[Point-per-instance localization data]
***

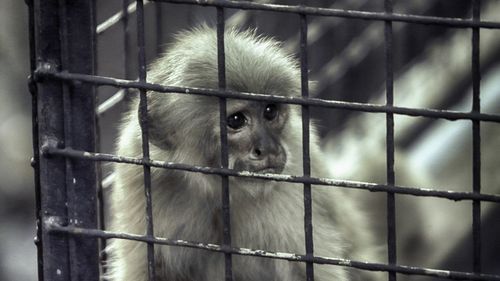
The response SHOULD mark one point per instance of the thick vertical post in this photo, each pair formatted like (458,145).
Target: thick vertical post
(34,123)
(65,40)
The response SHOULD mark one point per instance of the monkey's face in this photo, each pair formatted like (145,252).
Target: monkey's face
(254,136)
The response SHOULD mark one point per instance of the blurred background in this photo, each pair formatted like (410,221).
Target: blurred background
(432,69)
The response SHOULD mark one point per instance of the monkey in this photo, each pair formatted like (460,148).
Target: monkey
(262,137)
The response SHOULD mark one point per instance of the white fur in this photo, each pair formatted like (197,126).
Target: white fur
(265,215)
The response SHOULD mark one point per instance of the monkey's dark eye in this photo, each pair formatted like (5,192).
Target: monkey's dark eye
(236,121)
(271,111)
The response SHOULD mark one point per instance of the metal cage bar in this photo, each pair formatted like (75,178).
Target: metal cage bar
(67,186)
(389,94)
(226,214)
(143,120)
(306,159)
(476,140)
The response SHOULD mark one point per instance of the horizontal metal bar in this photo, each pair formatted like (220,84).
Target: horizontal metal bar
(364,107)
(111,102)
(354,14)
(114,19)
(373,187)
(52,225)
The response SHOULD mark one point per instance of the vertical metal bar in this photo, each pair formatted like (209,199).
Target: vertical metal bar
(126,40)
(77,37)
(159,27)
(391,204)
(143,117)
(306,161)
(476,140)
(50,132)
(34,129)
(226,215)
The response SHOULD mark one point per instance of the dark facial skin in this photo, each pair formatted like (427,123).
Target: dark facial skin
(254,134)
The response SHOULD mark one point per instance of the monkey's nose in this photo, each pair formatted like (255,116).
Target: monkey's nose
(257,152)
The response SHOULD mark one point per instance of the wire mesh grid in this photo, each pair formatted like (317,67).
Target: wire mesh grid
(64,156)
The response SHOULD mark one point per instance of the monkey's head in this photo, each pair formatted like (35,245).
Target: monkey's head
(187,126)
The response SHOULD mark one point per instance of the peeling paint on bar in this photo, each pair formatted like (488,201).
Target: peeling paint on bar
(331,12)
(53,224)
(436,272)
(374,187)
(363,107)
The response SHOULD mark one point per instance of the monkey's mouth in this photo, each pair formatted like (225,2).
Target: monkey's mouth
(269,170)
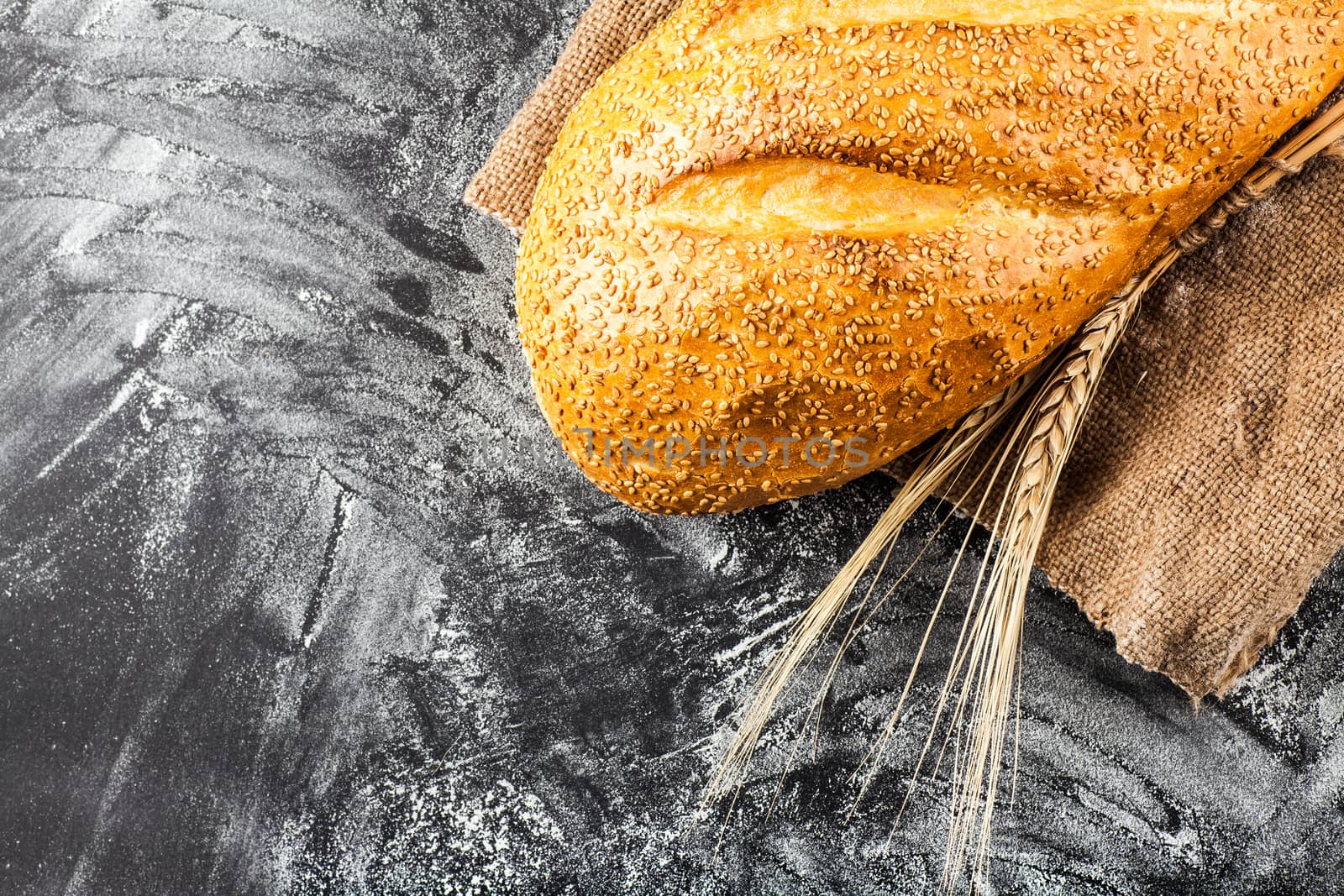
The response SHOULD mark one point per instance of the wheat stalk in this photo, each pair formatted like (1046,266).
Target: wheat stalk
(988,651)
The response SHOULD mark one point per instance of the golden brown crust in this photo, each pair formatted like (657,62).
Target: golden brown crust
(859,230)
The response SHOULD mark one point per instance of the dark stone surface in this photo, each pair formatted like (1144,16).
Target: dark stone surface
(300,598)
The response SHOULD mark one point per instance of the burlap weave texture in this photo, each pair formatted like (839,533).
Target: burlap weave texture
(1207,488)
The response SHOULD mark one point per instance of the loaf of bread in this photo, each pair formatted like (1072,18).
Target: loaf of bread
(783,242)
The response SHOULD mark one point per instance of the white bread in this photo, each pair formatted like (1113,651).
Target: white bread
(855,221)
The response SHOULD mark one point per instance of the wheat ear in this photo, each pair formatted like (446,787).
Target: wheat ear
(987,658)
(988,653)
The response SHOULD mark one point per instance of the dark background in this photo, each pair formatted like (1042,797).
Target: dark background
(297,597)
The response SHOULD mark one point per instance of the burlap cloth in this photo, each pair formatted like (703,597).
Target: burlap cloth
(1207,490)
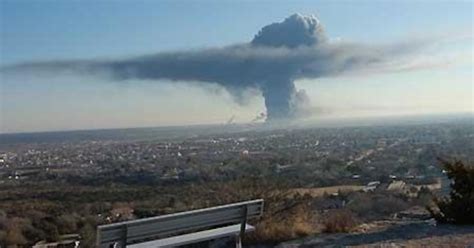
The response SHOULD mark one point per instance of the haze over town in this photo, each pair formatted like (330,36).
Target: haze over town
(393,61)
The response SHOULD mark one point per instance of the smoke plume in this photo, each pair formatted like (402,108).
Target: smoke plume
(277,56)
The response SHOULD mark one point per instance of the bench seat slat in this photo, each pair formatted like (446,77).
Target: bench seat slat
(193,237)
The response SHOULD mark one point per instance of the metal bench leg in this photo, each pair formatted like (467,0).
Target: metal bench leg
(238,241)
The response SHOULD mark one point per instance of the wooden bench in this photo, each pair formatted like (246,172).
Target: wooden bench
(182,228)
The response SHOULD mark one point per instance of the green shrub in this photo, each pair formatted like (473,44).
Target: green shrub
(458,208)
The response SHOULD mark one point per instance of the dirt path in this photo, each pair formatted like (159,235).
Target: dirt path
(394,234)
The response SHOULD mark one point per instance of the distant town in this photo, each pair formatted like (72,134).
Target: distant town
(52,189)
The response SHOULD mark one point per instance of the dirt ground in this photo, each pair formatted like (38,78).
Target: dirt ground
(393,233)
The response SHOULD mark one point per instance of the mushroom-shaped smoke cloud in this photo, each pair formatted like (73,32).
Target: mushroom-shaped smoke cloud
(279,54)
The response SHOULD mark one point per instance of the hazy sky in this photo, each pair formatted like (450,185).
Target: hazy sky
(51,30)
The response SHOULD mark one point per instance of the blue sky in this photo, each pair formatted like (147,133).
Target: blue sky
(49,30)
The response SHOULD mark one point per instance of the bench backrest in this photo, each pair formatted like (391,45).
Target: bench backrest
(135,231)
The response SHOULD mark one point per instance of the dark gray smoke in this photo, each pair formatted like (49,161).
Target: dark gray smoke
(278,55)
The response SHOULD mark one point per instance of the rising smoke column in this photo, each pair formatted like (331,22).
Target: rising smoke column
(280,93)
(277,56)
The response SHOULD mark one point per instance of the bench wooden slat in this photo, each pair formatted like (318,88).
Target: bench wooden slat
(176,224)
(193,237)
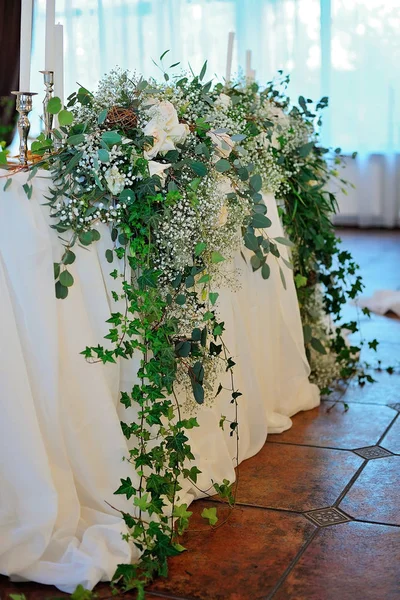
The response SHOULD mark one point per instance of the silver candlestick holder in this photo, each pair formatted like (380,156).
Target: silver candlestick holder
(24,107)
(48,77)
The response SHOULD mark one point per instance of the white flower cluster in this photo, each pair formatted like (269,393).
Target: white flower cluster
(163,125)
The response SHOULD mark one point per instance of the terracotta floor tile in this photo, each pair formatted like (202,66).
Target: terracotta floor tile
(295,477)
(361,425)
(242,560)
(386,390)
(391,441)
(37,591)
(353,561)
(375,494)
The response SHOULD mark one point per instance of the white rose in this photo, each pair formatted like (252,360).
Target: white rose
(276,114)
(223,216)
(156,168)
(179,133)
(222,142)
(263,138)
(275,143)
(161,141)
(164,112)
(223,101)
(115,180)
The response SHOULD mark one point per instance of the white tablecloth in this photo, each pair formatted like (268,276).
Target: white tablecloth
(61,445)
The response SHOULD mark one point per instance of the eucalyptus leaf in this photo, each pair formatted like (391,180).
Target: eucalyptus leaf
(223,165)
(260,221)
(65,117)
(318,346)
(61,291)
(66,278)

***

→ **ASSIGNMENT**
Transcribe the data verbatim. No picture belongs in the result.

→ **RESULT FOR THIS EXERCISE**
The response SHOULD mark one point per instance of the thick vertical post in this photo, each pair formatted like (458,145).
Target: thick vertical post
(34,123)
(65,40)
The response SHOULD mark one point per instance of the monkey's face in this photo, each pair formatted like (145,252).
Target: monkey's face
(254,136)
The response SHOULD mark one point per instance of the blurred background in this photo, each pair formatted like (410,221).
Target: blurred background
(432,69)
The response SHOULD mark one point per instance of the monkey in this photo, each pair formatted like (460,148).
Target: monkey
(262,137)
The response SHOULD mark one point per instance of the white fur in this photo, each pair formatted like (197,126).
Target: white fur
(265,215)
The response SHOULD mark one point per instance of the monkey's dark eye in this photo, each pair formatted like (5,192).
Target: monkey's dark eye
(236,121)
(271,111)
The response SHOULD mark one point per instance of the metal cage bar in this photo, each pair formatted like (75,178).
Target: metal cage bar
(67,186)
(389,94)
(226,214)
(143,120)
(306,159)
(476,140)
The response SHOULD mark one point per instance of the horizontal metal bar in this photo, each pair formatted like (220,84).
Target: horizontal metal bar
(364,107)
(111,102)
(354,14)
(114,19)
(373,187)
(52,225)
The response SHOULD mark one point per instance of the vertical metal bar in this photo, each pair formatted like (209,199).
Target: vertical metal bar
(126,40)
(77,37)
(159,27)
(391,204)
(143,117)
(306,161)
(476,140)
(50,132)
(34,129)
(226,215)
The response SHOULD mark one point per instance of the dark facial skin in this photo, each pair formatted like (427,123).
Target: dark facial skin
(254,134)
The response SHOULD mark one point per instance of the monkey's nose in this photo, each pair formatted like (255,116).
Target: monkey's nose
(257,152)
The response SHOULD mark one point per instance of the wire mesh grid in this photo, each pair formatted like (317,67).
Target: wire mesh grid
(64,156)
The response SHOULD mark one point per instance of the monkey's head in this photo, each pair formatted like (35,245).
Target: monkey's head
(187,126)
The response SHOULD mark one point per instance of the peeling paint on bar in this photo, each pair formatted like (488,201).
Target: peeling paint on bar
(331,12)
(53,224)
(436,272)
(374,187)
(363,107)
The response SHOULD mark one point per instance of the monkey's mouth in this photo, each pair formatted like (225,2).
Target: monkey's mouth
(269,170)
The response SHOULD mark one point per instance of the wheat stalk in this photo, each pair formatted like (1046,266).
Target: wheat stalk
(988,651)
The response SHOULD mark one point per instance of the golden brown crust in this photo, each pair formatted like (657,62).
Target: golden brown crust
(859,230)
The response SHOULD mark one point per instance of the dark stone surface in this photo, each pair formatted like (1144,16).
Target: dark stone surface
(300,598)
The response SHOULD mark one point per instance of the burlap weave texture in this photo, each pair formatted like (839,533).
Target: burlap weave texture
(1207,488)
The response SHOULD mark one point per instance of the loaf of bread in this photo, each pair formatted like (1072,18).
Target: loaf of bread
(783,242)
The response SHOULD mark one point per instance of the white bread in this photo, each pair formatted like (1113,651).
Target: white bread
(855,221)
The response SHOULD mark one point per instance of the wheat ear in this photo, each pair formatted like (446,787).
Target: wheat ear
(987,658)
(988,653)
The response SHOULD mark one point per instance of the dark background in this photo, each pair formatted like (1042,797).
Target: dark background
(297,597)
The response SHOULD mark one point per instance of the burlap cloth in this photo, each pair formatted like (703,597).
Target: burlap cloth
(1207,490)
The response SHOULD mark one point per instance of the haze over town in this photo, each pair formatted like (330,36).
Target: haze over town
(393,61)
The response SHOULD mark one point per instance of the smoke plume in this photo, each pair formatted like (402,108).
Target: smoke plume
(277,56)
The response SHOULD mark one point per instance of the bench seat slat in this photo, each pair formatted like (446,77).
Target: bench seat slat
(193,237)
The response SHOULD mark one point per instance of the metal bench leg in this photo, each pair formatted like (467,0).
Target: metal bench leg
(238,241)
The response SHOULD mark one point per instance of the wooden bench in this photo, each pair formatted like (246,172).
Target: wooden bench
(182,228)
The response SHOULD mark one point per instance of the green shrub in this photo, each pair formatted like (473,44).
Target: green shrub
(458,208)
The response SHOULD mark one point per instance of the dirt path in this photo, each pair formatted like (159,235).
Target: dirt path
(394,234)
The response SHOULD mark one point per instance of the distant town in this photo, each pair formatted like (72,134).
Target: distant town
(52,189)
The response SHOULD mark one point per instance of the dirt ground in this photo, each pair formatted like (38,78).
Target: dirt ground
(393,233)
The response SHOULD mark one point per instance of the mushroom-shaped smoke cloud in this photo, each pair formatted like (73,32).
Target: mushroom-shaped smoke cloud
(279,54)
The response SHOULD mark one point per instance of the hazy sky in this photo, each pair formatted like (450,185).
Target: hazy sky
(51,30)
The response SHOULD mark one point per instance of the blue sky in this photo, each pair formatted like (147,133).
Target: blue sky
(49,30)
The response SHOULD mark one point per instance of the bench backrest in this photo, each pair formatted like (391,45).
Target: bench backrest
(135,231)
The response SHOULD mark one point per instance of the dark gray smoke in this photo, each pair formatted like (49,161).
Target: dark gray smoke
(278,55)
The response SHOULD mark one point per instance of the rising smoke column in this photo, each pair formatted like (331,22).
Target: rising smoke column
(280,93)
(277,56)
The response SHOULD mark one point per instance of the bench wooden slat in this photo, each pair formatted like (318,88).
Target: bench wooden slat
(176,224)
(193,237)
The response SHOULD mark one point per instance of the silver candlestick holder in this photo, each pair formatted like (380,156).
Target: silver candlestick holder
(24,107)
(48,77)
The response SHOULD mark one point per instance of the white flower cluster in this photo, each pair formatted like (269,393).
Target: white flower cluster
(163,125)
The response SHOULD mark one point per instance of the terracotta floor tile in this photo, each pair formatted like (202,66).
Target: terracotta floor tile
(295,477)
(361,425)
(242,560)
(386,390)
(391,441)
(37,591)
(353,561)
(375,494)
The response SHOULD mark one point per instance of the white rose in this photo, each pair formatted like (252,360).
Target: white rose
(276,114)
(223,216)
(156,168)
(179,133)
(222,142)
(263,138)
(275,143)
(161,141)
(164,112)
(223,101)
(115,180)
The response SHOULD mark one point per instance of the white tablecloth in this photo, each pair formatted like (268,276).
Target: white tablecloth
(61,445)
The response SHOULD mark one point per instance of the eucalyptus leaf in this photo, each pair formatted like (391,180).
Target: eucalyptus leaf
(223,165)
(260,221)
(65,117)
(318,346)
(61,291)
(66,278)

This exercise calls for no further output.